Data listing
★ ★ ★ ★ ★

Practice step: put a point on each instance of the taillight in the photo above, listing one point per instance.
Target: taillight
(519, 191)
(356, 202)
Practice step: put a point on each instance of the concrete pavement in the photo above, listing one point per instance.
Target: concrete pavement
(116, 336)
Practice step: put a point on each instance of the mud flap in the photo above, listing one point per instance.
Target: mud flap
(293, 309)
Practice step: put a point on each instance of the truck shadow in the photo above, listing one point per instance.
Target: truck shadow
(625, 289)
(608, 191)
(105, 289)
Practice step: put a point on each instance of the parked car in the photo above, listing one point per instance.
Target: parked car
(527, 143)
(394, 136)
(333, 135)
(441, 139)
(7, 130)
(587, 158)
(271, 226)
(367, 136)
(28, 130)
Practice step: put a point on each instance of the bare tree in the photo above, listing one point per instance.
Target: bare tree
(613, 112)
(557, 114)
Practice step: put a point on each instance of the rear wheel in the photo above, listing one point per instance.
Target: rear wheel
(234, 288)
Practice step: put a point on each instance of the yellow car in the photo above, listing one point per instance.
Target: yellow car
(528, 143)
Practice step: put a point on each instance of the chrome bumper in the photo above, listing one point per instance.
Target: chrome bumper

★ ★ ★ ★ ★

◆ Directions ◆
Exactly reproduce every line of the data above.

◆ Completed task ◆
Practice step: put a point on each instance of the taillight in the photo above, listing one point per instance.
Target: taillight
(519, 191)
(356, 202)
Practice step: put a point on each instance of the concrete pavement in the photo above, listing one point per instance.
Target: concrete pavement
(116, 336)
Practice step: put a point on each instance of the mud flap in the photo above, listing one point per instance.
Target: mud flap
(293, 309)
Practice step: put a point on each instance of the truck shadow in the photo above, listing one point per instance.
Target: truck shadow
(625, 289)
(608, 191)
(105, 289)
Practice step: put a point on each instance of the parked car in the photo above, listing one point per instance.
Target: parked car
(527, 143)
(394, 136)
(333, 135)
(441, 139)
(7, 130)
(587, 158)
(271, 226)
(367, 136)
(28, 130)
Practice step: put a point on each instance of the bare tree in the photo above, listing one point per instance.
Target: bare tree
(613, 112)
(557, 114)
Practice step: put a point on each instance of the rear wheel in the photo above, listing one point per instance.
Target: rear wheel
(234, 288)
Practice step: put a point on each instance of the yellow car in the photo above, listing one point per instance.
Target: yellow car
(528, 143)
Practice step: put a point on each instance of the chrome bumper in the photo above, listing one point per instance.
Target: chrome bumper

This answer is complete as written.